**Excerpt**
==========
As applicable to a limited liability company, “generally applicable governing law” of a firm means the state statute under which the limited liability company is organized, plus any other law that is generally relevant to the structure, governance, operations, or other internal affairs of the firm.
“Governance authority” means the authority and responsibility to:
(1) determine important policies for a professional firm;
(2) superintend the professional firm’s overall operations; and
(3) maintain general, active management of and ultimate control over all matters involving professional judgment.
“License” includes any license, certificate, registration, or other authority referred to in the Act.
As applicable to a limited liability company, “organizational document” means the limited liability company’s articles of organization.
As applicable to a limited liability company, “owner” means a member in the limited liability company.
As applicable to a limited liability company, “ownership interest” means a membership interest in the limited liability company.
“Professional” means a natural person who is licensed by the laws of the state of Minnesota or similar laws of another state to furnish one or more professional services. Professional includes a natural person who is licensed or otherwise authorized to practice under the laws of a foreign nation.
==========
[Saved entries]
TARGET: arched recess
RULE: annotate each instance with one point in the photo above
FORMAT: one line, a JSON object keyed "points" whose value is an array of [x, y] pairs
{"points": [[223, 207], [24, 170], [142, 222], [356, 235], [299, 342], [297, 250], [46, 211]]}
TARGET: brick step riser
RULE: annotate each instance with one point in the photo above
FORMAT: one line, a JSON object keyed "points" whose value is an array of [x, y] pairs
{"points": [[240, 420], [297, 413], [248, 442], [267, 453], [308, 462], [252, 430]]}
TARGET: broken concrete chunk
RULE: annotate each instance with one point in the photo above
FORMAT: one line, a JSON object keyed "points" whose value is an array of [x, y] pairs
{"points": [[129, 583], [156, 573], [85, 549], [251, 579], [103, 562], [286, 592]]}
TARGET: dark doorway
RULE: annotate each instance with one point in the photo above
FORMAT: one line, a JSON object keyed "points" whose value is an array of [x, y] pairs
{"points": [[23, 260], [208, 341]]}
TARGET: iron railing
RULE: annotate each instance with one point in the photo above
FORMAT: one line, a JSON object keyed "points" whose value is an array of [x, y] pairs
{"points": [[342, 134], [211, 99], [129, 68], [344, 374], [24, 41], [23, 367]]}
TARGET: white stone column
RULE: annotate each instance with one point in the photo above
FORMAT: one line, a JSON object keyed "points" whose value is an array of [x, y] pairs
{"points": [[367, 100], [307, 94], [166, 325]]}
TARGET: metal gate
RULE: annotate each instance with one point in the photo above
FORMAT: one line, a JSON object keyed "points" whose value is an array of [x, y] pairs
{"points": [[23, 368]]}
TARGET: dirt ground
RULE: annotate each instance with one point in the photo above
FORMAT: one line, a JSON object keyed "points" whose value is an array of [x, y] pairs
==========
**Task set**
- A) In the definitions excerpt, why does a certificate or registration count as a "license"? Answer in one to three sentences.
- B) Pick up the definitions excerpt after its final sentence and keep it going.

**Exercise responses**
- A) The definitions excerpt says "License" includes any license, certificate, registration, or other authority referred to in the Act. A certificate or registration named in the Act therefore falls under the term.

- B)
“Professional services” includes services of the type required to be furnished by a professional pursuant to a license or other authority to practice accountancy under the laws of a foreign nation.
A professional firm may exercise any powers accorded it by its generally applicable governing law, so long as the professional firm exercises those powers solely to provide the pertinent professional services or to accomplish tasks ancillary to providing those services.
A professional firm may not conduct any other business or provide any other services, either within or outside of Minnesota, beyond those authorized by statute.
A professional firm may not adopt, implement, or follow a policy, procedure, or practice that would give a board grounds for disciplinary action against a professional who follows, agrees to, or acquiesces in the policy, procedure, or practice.
A professional firm may furnish professional services within Minnesota only through professionals licensed or otherwise authorized by the state of Minnesota to furnish the pertinent professional services. Firm owners who are properly licensed professionals may provide professional services on a professional firm’s behalf, and a professional firm may also hire or retain properly licensed professionals as employees, non-employee agents, or independent contractors to furnish professional services on the professional firm’s behalf.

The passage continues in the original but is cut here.